== Document segment ==

ICE Administrative Warrants and the Fourth Amendment

The judicial warrant requirement is now at the center of the Department of Homeland Security funding debate. In a recent Wall Street Journal editorial titled “How the Deep State Thwarted ICE Administrative Warrants,” DHS General Counsel James “Jimmy” Percival outlined the administration’s legal case for why ICE can enter homes without a judicial warrant. 

The op-ed has since been repackaged as bullet points on DHS’s website and sent to members of Congress as part of DHS’s legislative effort to secure funding without meaningful reforms. It is the first public articulation of the legal reasoning behind a January 2026 secretive memorandum that reversed decades of DHS policy by instructing ICE agents they may enter homes to arrest noncitizens using administrative warrants — documents issued by ICE itself, without judicial oversight. The memo did not disclose the underlying legal analysis. The op-ed does.

===

## Written problem 1
Answer these questions from the text on ICE administrative warrants:
(a) Who wrote the Wall Street Journal editorial, and what position does that person hold?
(b) In what month and year was the memorandum on home entry issued?
(c) Who issues the administrative warrants the memorandum allows ICE agents to use?
These records are unrelated to the text on ICE administrative warrants.

== Listed records ==

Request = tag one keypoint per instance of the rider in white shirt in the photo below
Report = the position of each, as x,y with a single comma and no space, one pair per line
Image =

===
== Listed records ==

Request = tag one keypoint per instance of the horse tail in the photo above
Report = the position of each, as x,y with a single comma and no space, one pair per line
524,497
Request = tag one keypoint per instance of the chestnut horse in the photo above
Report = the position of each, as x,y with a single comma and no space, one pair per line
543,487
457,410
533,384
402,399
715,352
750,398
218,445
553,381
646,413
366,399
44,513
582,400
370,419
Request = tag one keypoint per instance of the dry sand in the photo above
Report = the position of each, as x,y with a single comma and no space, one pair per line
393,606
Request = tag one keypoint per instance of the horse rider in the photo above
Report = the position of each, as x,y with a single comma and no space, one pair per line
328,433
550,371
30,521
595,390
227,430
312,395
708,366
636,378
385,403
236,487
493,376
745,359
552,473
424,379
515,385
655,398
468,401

===

## Written problem 2
Find every line of the records that contains the word "photo", and copy each one.

## Full response 1
(a) James "Jimmy" Percival, DHS General Counsel
(b) January 2026
(c) ICE itself

## Full response 2
Request = tag one keypoint per instance of the rider in white shirt in the photo below
Request = tag one keypoint per instance of the horse tail in the photo above
Request = tag one keypoint per instance of the chestnut horse in the photo above
Request = tag one keypoint per instance of the dry sand in the photo above
Request = tag one keypoint per instance of the horse rider in the photo above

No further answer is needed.